Brief. Without altering anything, repeat each of the records.
──────────
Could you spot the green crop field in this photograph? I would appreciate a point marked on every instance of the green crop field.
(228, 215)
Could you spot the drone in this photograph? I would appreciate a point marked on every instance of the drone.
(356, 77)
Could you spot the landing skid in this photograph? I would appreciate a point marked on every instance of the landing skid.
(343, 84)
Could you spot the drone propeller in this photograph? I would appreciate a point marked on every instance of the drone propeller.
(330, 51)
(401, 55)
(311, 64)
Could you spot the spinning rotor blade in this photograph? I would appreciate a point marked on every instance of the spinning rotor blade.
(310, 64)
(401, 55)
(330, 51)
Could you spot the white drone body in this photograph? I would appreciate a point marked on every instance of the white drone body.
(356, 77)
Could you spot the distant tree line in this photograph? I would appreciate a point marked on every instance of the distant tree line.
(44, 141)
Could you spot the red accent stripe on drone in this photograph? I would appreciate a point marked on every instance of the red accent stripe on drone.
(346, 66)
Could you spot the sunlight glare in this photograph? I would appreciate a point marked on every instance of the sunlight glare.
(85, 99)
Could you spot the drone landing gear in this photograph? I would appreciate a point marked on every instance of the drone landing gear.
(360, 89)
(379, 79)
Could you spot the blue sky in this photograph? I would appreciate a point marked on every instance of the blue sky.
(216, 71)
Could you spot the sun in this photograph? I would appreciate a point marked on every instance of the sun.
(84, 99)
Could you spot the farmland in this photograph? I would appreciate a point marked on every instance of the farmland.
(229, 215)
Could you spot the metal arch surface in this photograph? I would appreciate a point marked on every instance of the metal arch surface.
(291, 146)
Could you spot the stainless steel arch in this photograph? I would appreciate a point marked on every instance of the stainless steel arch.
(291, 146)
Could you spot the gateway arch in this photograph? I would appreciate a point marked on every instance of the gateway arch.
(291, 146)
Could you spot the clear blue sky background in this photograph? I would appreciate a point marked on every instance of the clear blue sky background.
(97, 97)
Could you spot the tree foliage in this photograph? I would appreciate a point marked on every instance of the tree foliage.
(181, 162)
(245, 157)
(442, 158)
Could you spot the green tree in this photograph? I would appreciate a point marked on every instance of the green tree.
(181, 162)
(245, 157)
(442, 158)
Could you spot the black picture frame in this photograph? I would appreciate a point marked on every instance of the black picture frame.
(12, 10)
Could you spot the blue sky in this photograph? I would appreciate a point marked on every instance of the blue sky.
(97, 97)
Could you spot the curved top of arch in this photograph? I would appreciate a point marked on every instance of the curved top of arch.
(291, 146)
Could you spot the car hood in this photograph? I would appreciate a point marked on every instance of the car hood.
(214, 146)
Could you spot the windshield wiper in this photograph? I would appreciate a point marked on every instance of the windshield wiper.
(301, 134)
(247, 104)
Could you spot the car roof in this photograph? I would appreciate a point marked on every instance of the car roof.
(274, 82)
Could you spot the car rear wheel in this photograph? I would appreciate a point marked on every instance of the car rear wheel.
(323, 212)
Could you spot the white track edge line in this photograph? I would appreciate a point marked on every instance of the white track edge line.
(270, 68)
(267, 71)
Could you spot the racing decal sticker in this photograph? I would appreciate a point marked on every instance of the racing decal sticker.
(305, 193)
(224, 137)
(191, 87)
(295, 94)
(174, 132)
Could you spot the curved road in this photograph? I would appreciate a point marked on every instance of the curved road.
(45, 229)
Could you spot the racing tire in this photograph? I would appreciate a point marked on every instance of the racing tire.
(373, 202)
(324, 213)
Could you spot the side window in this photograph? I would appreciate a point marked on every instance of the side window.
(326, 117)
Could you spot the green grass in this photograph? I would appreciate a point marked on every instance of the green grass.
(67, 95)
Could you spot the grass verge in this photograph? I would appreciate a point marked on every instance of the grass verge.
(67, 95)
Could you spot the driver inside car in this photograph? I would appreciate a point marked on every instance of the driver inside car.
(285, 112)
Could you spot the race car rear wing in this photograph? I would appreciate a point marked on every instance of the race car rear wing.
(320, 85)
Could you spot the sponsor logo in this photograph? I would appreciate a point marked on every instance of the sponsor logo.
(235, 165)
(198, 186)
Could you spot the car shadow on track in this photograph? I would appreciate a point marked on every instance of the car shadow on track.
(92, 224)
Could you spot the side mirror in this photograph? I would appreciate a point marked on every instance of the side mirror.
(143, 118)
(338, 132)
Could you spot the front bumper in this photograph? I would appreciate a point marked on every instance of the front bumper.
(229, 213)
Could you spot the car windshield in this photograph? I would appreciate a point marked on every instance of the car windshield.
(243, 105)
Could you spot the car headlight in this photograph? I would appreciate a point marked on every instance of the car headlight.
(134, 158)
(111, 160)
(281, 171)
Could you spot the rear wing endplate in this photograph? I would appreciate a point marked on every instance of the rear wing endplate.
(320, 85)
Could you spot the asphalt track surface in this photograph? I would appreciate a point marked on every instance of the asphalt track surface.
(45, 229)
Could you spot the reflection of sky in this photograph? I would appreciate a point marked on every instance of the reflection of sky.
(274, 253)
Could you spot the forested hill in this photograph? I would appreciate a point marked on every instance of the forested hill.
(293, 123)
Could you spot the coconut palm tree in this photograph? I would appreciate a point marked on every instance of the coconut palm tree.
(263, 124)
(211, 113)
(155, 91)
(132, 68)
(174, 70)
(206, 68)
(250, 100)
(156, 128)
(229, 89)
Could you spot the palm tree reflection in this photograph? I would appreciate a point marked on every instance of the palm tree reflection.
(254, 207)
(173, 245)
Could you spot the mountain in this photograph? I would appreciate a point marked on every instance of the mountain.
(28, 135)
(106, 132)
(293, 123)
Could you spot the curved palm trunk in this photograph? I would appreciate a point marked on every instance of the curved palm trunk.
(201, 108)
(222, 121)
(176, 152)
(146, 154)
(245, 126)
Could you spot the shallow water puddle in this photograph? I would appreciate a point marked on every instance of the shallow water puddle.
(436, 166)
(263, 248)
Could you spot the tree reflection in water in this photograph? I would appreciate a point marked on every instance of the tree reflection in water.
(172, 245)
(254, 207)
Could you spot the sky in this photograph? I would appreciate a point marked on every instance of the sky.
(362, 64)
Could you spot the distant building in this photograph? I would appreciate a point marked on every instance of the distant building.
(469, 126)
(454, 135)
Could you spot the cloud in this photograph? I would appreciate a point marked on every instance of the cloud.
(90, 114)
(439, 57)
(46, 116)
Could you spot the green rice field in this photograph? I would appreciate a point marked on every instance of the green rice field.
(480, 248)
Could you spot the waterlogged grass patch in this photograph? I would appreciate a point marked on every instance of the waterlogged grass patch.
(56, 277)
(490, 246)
──────────
Answer to this exercise.
Could you spot the green crop field in this photograph? I would appreciate a point marked on every instance of the green crop field.
(228, 215)
Could you spot the drone in this photograph? I would appreciate a point marked on every instance of the drone.
(356, 77)
Could you spot the landing skid in this photograph? I would appreciate a point marked on every instance of the landing skid.
(343, 84)
Could you spot the drone propeller in this photograph? I would appreciate a point marked on every instance of the drone propeller.
(330, 51)
(401, 55)
(311, 64)
Could you spot the spinning rotor blade in this photograph? I would appreciate a point marked on every instance of the spinning rotor blade.
(310, 64)
(401, 55)
(330, 51)
Could you spot the white drone body in this photograph? I would appreciate a point marked on every instance of the white drone body.
(356, 77)
Could you spot the distant tree line in this photograph? I would appreciate a point marked on every instance of the distant tree line.
(44, 141)
Could you spot the red accent stripe on drone in this photograph? I would appreciate a point marked on every instance of the red accent stripe on drone.
(346, 66)
Could you spot the sunlight glare in this photograph? I would appreciate a point marked on every instance of the sunlight glare.
(85, 99)
Could you spot the drone landing gear in this photograph? I would appreciate a point marked on every instance of the drone landing gear.
(360, 89)
(379, 79)
Could you spot the blue sky in this photograph? I would appreciate a point marked on every instance of the blue sky.
(216, 71)
Could you spot the sun in this photograph? I would appreciate a point marked on every instance of the sun.
(84, 99)
Could you spot the farmland in this photograph? I would appreciate a point marked on every instance of the farmland.
(229, 215)
Could you spot the metal arch surface in this photograph? I would appreciate a point marked on every instance of the metal arch surface.
(291, 146)
Could you spot the stainless steel arch in this photograph? I would appreciate a point marked on every instance of the stainless steel arch.
(291, 146)
Could you spot the gateway arch in this photograph? I would appreciate a point marked on every instance of the gateway arch.
(291, 146)
Could you spot the clear blue sky background in this photograph? I would appreciate a point marked on every instance of the clear blue sky background.
(97, 97)
Could you spot the tree foliage in this photograph? I would appreciate a point marked on every instance of the tree foliage.
(181, 162)
(245, 157)
(442, 158)
Could you spot the green tree in this photograph? I would appreciate a point marked on every instance of the green tree.
(181, 162)
(245, 157)
(442, 158)
Could you spot the black picture frame in this photograph? I would appreciate a point marked on every instance of the black picture frame.
(12, 10)
Could you spot the blue sky in this photograph? I would appreciate a point marked on every instance of the blue sky.
(97, 97)
Could you spot the curved top of arch in this photograph? I would appreciate a point marked on every instance of the curved top of arch.
(291, 146)
Could you spot the car hood in this photograph? I would appreciate a point marked on every instance of the car hood.
(214, 146)
Could you spot the windshield wiper in this photograph? I would appreciate a point marked on every instance of the windshield wiper.
(301, 134)
(247, 104)
Could you spot the car roof in this photograph? I would appreciate a point marked on every instance of the car roof.
(274, 82)
Could you spot the car rear wheel in this photograph? I would appreciate a point marked on every instance of the car rear wheel.
(323, 212)
Could you spot the white track edge line in this photograph? I would appreciate a point marked on every instance of the white track edge line.
(270, 68)
(267, 71)
Could you spot the racing decal sticker in this photograph? I would appreciate a point marked on every instance of the racing decal sticker.
(305, 193)
(224, 137)
(191, 87)
(295, 94)
(174, 132)
Could you spot the curved road in this photograph? I would appreciate a point marked on every instance of the curved road.
(45, 229)
Could you spot the racing tire in this photograph? I would appreciate a point marked on every instance of the racing tire.
(373, 202)
(324, 213)
Could you spot the side window in this photograph? I would appreciate a point marked on every instance of the side window.
(326, 117)
Could you spot the green grass in this photograph? I would appreciate a point marked on every instance of the green grass.
(67, 95)
Could you spot the grass verge in this photograph? I would appreciate a point marked on every instance of the grass verge.
(67, 95)
Could you spot the driver inside car in this photograph? I would appreciate a point marked on every instance of the driver inside car.
(285, 112)
Could you spot the race car rear wing in this photograph? I would appreciate a point marked on every instance of the race car rear wing.
(320, 85)
Could you spot the sponsor logo in this photograph? I would appreciate a point marked on every instance of the sponsor logo.
(235, 165)
(198, 186)
Could you spot the car shadow on track in this photograph? I would appreciate a point marked on every instance of the car shadow on track.
(92, 224)
Could you spot the side mirror in this photograph? I would appreciate a point marked on every instance of the side mirror.
(143, 118)
(338, 132)
Could you spot the front bumper in this photograph? I would appreciate a point marked on every instance of the front bumper.
(229, 213)
Could you spot the car windshield in this photograph? I would appreciate a point marked on every instance of the car windshield.
(243, 105)
Could you spot the car headlight in this photograph? I would appreciate a point marked on every instance of the car headlight.
(134, 158)
(111, 160)
(281, 171)
Could you spot the rear wing endplate in this photograph? I would appreciate a point marked on every instance of the rear wing endplate.
(320, 85)
Could you spot the asphalt track surface in this photograph? I would appreciate a point marked on every instance of the asphalt track surface.
(45, 229)
Could you spot the reflection of sky in this photograph? I would appreciate a point marked on every instance of the reflection of sky.
(274, 253)
Could you spot the forested hill in this photograph? I would appreciate a point marked on every instance of the forested hill.
(293, 123)
Could you spot the coconut palm tree in this photograph? I would appreciate a point marked on every instance of the coconut palm tree.
(263, 124)
(211, 113)
(155, 91)
(132, 68)
(174, 70)
(206, 68)
(250, 100)
(156, 128)
(229, 89)
Could you spot the palm tree reflection in this photograph? I would appreciate a point marked on every instance of the palm tree reflection.
(254, 207)
(173, 245)
Could you spot the mountain in this photograph? I would appreciate a point marked on every instance of the mountain.
(28, 135)
(106, 132)
(293, 123)
Could you spot the curved palm trunk in this photograph? I would appreciate a point marked on every instance of the curved palm trunk.
(201, 108)
(222, 121)
(176, 152)
(146, 154)
(245, 126)
Could you spot the shallow water puddle in this photograph? I would appreciate a point marked on every instance of the shallow water puddle.
(436, 166)
(263, 248)
Could you spot the tree reflection in water in this photograph? I would appreciate a point marked on every instance of the tree reflection in water.
(172, 245)
(254, 207)
Could you spot the sky in this photograph? I would appreciate a point marked on every instance of the sky.
(362, 64)
Could you spot the distant building in this photograph? I would appreciate a point marked on every instance of the distant building.
(469, 126)
(454, 135)
Could you spot the cloud in this photograph? I would appreciate a point marked on every instance of the cloud.
(90, 114)
(439, 57)
(46, 116)
Could you spot the green rice field in this photograph? I would appreciate a point marked on every instance of the green rice field.
(480, 248)
Could you spot the waterlogged grass patch in this photograph? I would appreciate a point marked on every instance of the waterlogged grass patch.
(56, 277)
(490, 246)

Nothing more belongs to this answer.